╭──
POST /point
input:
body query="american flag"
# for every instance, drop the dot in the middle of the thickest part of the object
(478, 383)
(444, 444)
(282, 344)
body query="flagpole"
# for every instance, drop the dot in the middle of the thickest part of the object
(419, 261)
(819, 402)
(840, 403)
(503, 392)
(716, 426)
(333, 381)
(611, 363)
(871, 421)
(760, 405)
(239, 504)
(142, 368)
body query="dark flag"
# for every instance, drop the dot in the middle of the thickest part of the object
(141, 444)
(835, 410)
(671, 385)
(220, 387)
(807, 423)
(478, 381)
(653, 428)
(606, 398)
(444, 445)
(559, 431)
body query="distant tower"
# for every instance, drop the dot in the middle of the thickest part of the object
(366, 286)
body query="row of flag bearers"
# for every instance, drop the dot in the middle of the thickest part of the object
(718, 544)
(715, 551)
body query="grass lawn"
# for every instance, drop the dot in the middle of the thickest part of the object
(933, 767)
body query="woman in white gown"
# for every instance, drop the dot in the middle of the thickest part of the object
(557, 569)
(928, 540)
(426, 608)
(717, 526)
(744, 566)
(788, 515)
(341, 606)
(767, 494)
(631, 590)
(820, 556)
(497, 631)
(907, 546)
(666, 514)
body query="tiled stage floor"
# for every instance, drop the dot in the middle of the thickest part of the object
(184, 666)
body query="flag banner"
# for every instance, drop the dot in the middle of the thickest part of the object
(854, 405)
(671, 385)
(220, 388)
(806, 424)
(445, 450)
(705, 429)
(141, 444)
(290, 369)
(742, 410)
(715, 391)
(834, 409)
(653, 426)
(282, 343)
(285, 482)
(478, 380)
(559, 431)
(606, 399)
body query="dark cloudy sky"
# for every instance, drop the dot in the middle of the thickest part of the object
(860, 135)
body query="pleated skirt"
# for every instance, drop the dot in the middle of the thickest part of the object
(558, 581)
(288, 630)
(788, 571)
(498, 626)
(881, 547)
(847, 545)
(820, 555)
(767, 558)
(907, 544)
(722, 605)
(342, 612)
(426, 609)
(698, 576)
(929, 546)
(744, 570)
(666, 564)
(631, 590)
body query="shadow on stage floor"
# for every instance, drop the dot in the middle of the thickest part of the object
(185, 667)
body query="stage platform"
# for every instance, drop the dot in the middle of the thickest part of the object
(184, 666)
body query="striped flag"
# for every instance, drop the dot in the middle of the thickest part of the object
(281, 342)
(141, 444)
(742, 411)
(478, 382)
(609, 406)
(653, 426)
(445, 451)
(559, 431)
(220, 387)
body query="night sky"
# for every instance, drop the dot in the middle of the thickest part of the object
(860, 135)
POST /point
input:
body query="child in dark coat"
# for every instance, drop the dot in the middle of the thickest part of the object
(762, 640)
╰──
Go through the listing and copy all of it exactly.

The output:
POST /point
input:
body query="american flag"
# for every instance, drop the dot in the middle of the thickest part of the object
(478, 383)
(444, 444)
(282, 344)
body query="flagpole"
# for every instance, drop the dot in the middle of the thickest part of the object
(419, 261)
(819, 402)
(840, 403)
(503, 392)
(716, 426)
(333, 381)
(611, 363)
(871, 421)
(760, 405)
(239, 504)
(142, 368)
body query="dark flag"
# for every instance, drop the dot in the middle of the thickest part of the object
(141, 444)
(835, 410)
(671, 385)
(220, 387)
(807, 423)
(478, 381)
(653, 428)
(606, 398)
(444, 445)
(559, 431)
body query="distant tower"
# for every instance, drop the dot in the middle of the thickest part of the object
(366, 286)
body query="row of flag bearers"
# for every instance, drop the dot in the middle of the thickest part of the object
(718, 544)
(715, 551)
body query="grass lawn"
# for every instance, drop the dot in the middle of the thickest part of the object
(933, 767)
body query="woman in white gown"
# for every instance, drop the dot in the middle of the thickest part of the object
(557, 569)
(928, 540)
(426, 608)
(717, 526)
(744, 566)
(788, 515)
(341, 606)
(767, 494)
(631, 590)
(820, 556)
(497, 631)
(907, 546)
(666, 514)
body query="tiled stage floor"
# for every instance, drop the dot in the middle of the thickest part of the object
(184, 666)
body query="flag banner"
# for every instance, drop the dot in the middle of the thickest part of the object
(854, 405)
(671, 385)
(220, 388)
(806, 424)
(445, 450)
(705, 429)
(141, 444)
(290, 369)
(742, 410)
(715, 391)
(834, 409)
(653, 426)
(282, 343)
(285, 482)
(478, 380)
(559, 431)
(606, 399)
body query="dark cloudy sky"
# for every instance, drop the dot in the middle of the thickest part of the object
(860, 135)
body query="pleated skirt"
# for every instance, drop the dot in the middle of the thickest part of the object
(558, 581)
(288, 630)
(788, 571)
(498, 626)
(881, 547)
(847, 545)
(820, 555)
(767, 558)
(907, 544)
(722, 605)
(342, 612)
(426, 609)
(698, 576)
(929, 546)
(744, 570)
(666, 564)
(631, 590)
body query="shadow on stage floor"
# for every instance, drop the dot in the middle of the thickest part of the object
(185, 667)
body query="stage platform"
# for every instance, drop the dot in the middle of the thickest part of the object
(184, 666)
body query="striped flag"
# for every instance, drop the dot in the middle of the thickest part of the object
(281, 342)
(141, 444)
(742, 411)
(478, 382)
(609, 406)
(653, 426)
(445, 451)
(559, 431)
(220, 387)
body query="night sky"
# for every instance, drop the dot in the middle of the thickest part of the object
(860, 135)
POST /point
input:
body query="child in dark coat"
# for every instance, drop the dot in the middle of the thickest part of the object
(762, 640)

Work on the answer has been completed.